TEXT SECTION: Begin
This is barely a problem at all for co-sleeping families. A co-sleeping child, next to her mother and able to nurse at will, is able to rest much more easily. The child need not cry loudly to wake the parents and to draw them near; the parents are already there. All the child need do is grunt and touch the mother, and the breast is there. The mother need not even be fully awake to nurse the child. They can both fall back asleep, naturally. And there will be no arguments between parents over who will rise and feed the baby next

There are many psychologists today who argue that the conventional removal of a newborn to its own room and bed is traumatic to the infant. The argument is that the infant physically and psychologically needs the physical warmth and touch of the mother's skin. Having just come from the total comfort of the womb, she requires a far more gradual separation from the mother, taking years, rather than hours. Moving the infant into its own room so early is traumatic, and shakes her trust in her parents -- and in the world -- deeply and irreparably. Her suffering is multiplied when she is required to "cry it out". Parents may feel guilt over this separation and the suffering of the child.
TEXT SECTION: End
SUPPLIED RECORDS: Begin
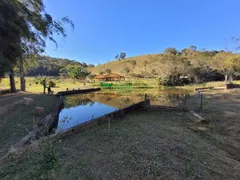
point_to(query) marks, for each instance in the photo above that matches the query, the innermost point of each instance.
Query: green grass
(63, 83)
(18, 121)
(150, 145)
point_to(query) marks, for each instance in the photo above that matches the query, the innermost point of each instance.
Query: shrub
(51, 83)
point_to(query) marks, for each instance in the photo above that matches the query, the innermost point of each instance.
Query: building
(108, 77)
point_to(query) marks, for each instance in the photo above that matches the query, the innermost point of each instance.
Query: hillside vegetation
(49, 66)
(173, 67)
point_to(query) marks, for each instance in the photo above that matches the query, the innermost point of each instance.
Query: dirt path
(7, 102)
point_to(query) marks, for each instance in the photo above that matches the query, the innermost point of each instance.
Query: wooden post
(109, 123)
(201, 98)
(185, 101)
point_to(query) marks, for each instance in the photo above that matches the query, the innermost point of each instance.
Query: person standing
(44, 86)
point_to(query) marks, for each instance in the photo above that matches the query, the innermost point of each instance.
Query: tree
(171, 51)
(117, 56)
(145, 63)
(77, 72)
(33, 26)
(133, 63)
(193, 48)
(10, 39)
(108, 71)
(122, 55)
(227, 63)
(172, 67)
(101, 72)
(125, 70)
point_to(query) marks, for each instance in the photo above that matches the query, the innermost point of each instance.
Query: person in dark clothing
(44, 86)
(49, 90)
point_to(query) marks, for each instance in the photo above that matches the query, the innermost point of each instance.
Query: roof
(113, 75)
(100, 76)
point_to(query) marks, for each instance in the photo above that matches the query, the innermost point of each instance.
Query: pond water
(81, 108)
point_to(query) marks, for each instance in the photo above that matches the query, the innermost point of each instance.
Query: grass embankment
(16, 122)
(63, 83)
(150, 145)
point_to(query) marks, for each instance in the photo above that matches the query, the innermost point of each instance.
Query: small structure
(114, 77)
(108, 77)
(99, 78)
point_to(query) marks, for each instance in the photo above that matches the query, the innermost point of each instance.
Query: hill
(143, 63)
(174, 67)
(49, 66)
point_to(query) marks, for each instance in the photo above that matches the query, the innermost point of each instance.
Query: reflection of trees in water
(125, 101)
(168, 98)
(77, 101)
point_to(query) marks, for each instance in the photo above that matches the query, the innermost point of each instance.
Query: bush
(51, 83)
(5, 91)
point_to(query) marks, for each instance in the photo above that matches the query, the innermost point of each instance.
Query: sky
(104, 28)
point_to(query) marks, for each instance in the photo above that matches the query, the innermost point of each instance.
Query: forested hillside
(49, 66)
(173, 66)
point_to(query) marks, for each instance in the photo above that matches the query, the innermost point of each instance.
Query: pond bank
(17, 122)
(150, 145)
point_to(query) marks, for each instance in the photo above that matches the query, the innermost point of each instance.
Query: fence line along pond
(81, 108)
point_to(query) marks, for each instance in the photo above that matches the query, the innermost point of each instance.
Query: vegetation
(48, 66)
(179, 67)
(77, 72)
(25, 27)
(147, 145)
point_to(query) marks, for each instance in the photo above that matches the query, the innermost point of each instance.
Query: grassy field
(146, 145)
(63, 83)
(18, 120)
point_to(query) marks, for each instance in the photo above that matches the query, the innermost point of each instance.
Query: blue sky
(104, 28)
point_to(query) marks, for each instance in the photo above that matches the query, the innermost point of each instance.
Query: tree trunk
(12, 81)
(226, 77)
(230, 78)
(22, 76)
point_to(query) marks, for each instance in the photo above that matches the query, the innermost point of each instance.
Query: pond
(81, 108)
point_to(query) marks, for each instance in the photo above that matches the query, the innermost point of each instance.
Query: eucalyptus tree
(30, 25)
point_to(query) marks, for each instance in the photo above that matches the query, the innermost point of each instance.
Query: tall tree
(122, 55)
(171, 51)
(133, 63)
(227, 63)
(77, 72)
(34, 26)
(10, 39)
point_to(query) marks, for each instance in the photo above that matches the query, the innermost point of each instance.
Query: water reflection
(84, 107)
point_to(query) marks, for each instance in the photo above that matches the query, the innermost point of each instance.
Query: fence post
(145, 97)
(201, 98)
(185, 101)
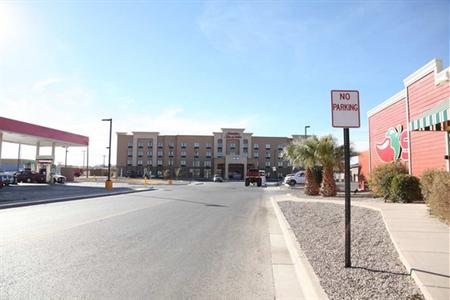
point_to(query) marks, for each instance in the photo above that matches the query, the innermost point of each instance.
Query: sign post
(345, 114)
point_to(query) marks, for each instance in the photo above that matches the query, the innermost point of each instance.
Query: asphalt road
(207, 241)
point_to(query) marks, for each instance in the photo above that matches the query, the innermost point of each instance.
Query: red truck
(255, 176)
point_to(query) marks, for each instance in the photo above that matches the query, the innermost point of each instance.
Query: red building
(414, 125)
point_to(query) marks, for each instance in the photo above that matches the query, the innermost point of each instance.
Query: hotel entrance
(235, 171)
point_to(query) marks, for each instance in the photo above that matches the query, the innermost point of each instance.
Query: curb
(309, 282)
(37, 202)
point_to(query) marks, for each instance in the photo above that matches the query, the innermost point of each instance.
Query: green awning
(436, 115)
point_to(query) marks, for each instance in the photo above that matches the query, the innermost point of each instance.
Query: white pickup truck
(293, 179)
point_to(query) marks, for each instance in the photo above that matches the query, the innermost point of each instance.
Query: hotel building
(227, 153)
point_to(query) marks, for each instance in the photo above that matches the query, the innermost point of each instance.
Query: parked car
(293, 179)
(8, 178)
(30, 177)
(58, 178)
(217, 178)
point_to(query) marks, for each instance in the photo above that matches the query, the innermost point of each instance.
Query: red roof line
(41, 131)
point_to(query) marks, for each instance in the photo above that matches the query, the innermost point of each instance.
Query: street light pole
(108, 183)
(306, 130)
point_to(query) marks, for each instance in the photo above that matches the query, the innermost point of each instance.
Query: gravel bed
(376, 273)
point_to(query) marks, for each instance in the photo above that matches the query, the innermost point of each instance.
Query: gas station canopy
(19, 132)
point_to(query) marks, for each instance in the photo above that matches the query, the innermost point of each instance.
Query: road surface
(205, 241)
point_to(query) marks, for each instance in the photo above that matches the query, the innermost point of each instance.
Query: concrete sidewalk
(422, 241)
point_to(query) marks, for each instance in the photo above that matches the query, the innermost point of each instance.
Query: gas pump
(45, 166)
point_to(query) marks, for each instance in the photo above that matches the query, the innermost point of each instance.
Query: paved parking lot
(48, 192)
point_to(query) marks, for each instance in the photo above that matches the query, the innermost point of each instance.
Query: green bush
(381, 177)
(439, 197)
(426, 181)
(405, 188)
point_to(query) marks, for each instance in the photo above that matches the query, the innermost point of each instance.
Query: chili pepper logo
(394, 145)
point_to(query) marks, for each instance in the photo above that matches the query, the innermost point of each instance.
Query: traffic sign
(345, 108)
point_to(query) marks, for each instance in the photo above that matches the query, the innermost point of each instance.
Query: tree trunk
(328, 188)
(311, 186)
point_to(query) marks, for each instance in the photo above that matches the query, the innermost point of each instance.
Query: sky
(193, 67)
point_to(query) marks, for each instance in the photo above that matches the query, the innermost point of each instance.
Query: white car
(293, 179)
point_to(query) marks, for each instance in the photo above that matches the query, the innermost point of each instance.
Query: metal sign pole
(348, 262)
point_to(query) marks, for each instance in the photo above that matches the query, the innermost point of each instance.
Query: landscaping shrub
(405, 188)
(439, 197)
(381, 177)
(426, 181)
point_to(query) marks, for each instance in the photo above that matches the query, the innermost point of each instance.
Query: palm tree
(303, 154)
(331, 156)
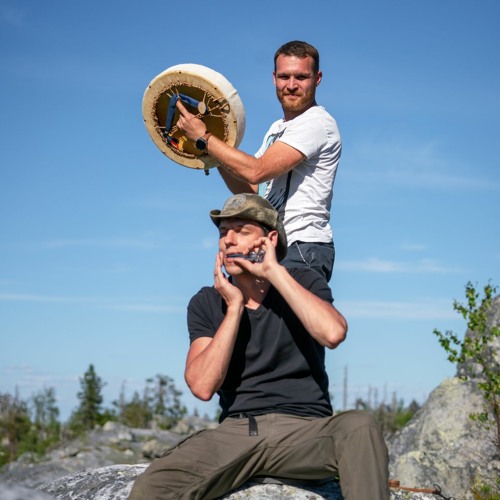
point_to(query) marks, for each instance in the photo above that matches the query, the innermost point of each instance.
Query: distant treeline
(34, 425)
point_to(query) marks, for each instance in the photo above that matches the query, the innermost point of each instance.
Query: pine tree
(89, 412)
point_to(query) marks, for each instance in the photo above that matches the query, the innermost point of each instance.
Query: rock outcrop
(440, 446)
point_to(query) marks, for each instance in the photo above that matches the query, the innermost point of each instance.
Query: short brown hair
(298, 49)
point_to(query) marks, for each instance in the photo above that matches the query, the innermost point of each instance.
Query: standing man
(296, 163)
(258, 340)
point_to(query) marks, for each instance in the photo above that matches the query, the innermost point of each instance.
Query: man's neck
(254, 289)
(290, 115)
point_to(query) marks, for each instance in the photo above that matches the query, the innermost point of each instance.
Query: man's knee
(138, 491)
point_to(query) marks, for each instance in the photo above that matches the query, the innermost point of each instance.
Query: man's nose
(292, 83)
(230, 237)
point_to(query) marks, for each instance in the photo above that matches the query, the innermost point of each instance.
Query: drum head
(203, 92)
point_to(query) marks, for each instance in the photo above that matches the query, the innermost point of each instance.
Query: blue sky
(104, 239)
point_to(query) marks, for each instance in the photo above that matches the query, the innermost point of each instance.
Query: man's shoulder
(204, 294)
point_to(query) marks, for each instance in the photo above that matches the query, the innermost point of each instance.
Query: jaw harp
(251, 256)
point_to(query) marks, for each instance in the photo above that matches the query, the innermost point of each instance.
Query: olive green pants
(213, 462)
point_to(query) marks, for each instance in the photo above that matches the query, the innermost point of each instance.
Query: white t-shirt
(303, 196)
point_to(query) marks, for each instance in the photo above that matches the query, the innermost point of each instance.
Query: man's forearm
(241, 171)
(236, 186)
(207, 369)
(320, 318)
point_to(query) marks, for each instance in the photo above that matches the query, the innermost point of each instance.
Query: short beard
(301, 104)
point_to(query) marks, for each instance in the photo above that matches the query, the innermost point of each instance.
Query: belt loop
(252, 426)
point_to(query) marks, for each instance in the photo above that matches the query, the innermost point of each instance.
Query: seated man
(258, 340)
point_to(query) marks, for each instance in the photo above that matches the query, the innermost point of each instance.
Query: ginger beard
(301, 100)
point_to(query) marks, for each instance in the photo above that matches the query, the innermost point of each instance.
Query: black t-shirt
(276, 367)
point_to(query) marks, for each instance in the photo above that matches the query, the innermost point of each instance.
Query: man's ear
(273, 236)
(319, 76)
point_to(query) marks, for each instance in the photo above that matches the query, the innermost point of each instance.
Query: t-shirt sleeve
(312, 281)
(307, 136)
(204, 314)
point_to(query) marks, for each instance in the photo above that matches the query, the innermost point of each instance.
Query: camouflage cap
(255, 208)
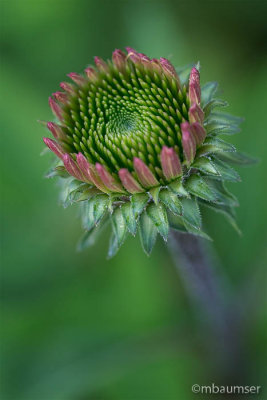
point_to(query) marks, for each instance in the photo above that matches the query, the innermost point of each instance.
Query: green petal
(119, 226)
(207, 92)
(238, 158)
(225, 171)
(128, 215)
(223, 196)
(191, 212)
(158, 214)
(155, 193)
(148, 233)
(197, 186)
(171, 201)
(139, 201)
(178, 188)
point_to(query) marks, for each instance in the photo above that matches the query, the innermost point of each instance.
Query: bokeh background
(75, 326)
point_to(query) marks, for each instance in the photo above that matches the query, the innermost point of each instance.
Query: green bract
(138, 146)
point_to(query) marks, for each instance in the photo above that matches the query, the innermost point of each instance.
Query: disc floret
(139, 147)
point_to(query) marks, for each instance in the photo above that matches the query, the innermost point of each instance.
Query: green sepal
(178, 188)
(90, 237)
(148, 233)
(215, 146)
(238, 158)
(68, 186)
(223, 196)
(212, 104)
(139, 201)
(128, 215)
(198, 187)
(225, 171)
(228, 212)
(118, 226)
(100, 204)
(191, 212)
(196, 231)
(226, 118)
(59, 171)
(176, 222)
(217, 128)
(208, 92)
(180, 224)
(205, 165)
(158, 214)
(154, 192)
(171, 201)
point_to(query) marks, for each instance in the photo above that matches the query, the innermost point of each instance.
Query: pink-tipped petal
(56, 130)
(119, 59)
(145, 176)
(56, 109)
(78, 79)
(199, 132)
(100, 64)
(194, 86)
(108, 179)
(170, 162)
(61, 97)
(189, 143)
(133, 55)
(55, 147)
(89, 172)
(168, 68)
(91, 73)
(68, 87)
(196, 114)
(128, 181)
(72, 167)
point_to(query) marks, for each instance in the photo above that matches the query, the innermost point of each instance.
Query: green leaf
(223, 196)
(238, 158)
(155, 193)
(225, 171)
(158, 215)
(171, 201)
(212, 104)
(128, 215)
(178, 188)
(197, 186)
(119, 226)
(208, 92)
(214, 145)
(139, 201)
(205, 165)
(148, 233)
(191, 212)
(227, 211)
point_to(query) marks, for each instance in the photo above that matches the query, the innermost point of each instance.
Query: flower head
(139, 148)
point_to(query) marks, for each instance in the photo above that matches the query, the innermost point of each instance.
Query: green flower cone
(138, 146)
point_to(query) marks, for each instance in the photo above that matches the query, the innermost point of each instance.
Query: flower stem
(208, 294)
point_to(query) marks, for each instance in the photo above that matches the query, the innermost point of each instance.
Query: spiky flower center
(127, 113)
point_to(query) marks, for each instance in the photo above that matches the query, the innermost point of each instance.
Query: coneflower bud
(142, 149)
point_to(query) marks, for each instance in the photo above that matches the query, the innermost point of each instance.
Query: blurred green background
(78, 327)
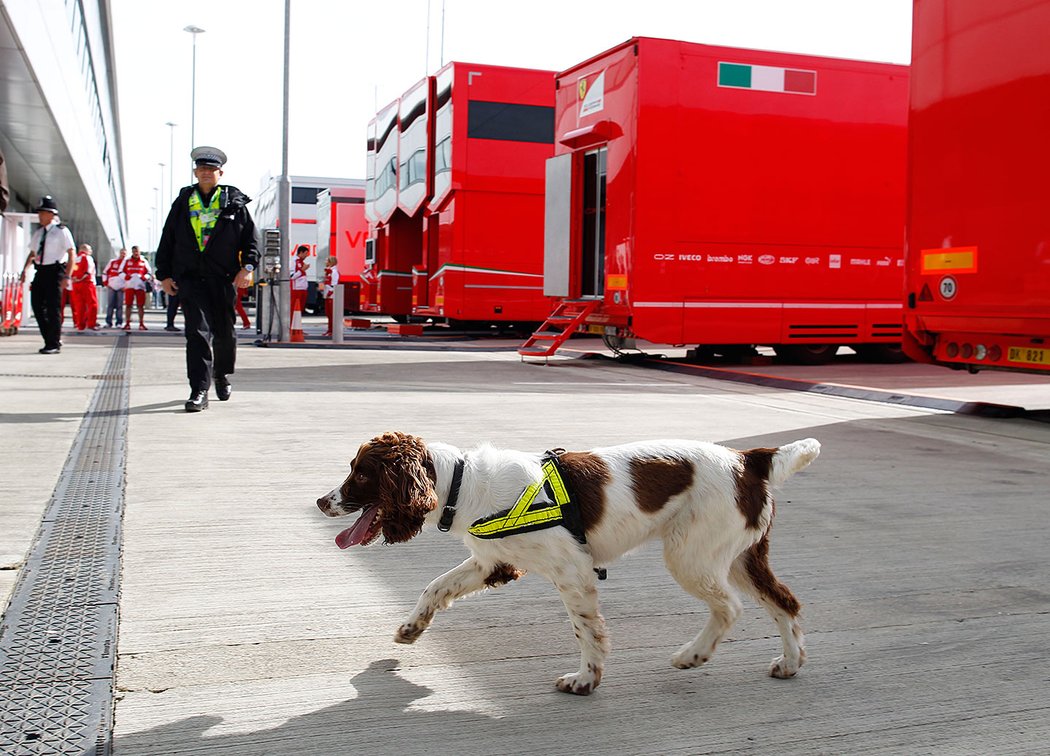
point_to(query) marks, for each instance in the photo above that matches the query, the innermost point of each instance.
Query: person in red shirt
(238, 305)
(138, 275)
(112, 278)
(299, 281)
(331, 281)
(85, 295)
SUPPLIED RECORDS: End
§ ACTIVITY 1
In the co-sleeping text, what does a co-sleeping child need to do to get the breast?
§ ACTIVITY 2
Pick up the co-sleeping text after its last sentence and keep writing.

§ ANSWER 1
The child only needs to grunt and touch the mother.

§ ANSWER 2
When co-sleeping while breastfeeding, all this potential trauma simply does not occur. The infant goes straight from the comfort of the womb to the comfort of the parents' embrace. Needless suffering is avoided. The parents don't sever the bond of comfort and trust, so they carry no guilt. They experience greater freedom to love and help the child, and less need to "make up" for their failings.

A mother's milk is the ideal food for an infant. The best formula cannot approach its nutritive benefits. The small body of a newborn results in a fast metabolic cycle. Because an infant gets hungry frequently, often even at night, she needs to nurse frequently -- sometimes several times an hour.

When parents nurse an infant while co-sleeping, that food is always there. Since an infant does most of its growing at night, the necessary nutrients for growth will be readily available in the easily-digestible mother's milk. And the infant need not get to the point of crying or screaming before nursing, when her growing hunger is already unbearable; when nursing while co-sleeping, she can eat as soon as she is hungry. Her nutritional needs are met as soon as they occur.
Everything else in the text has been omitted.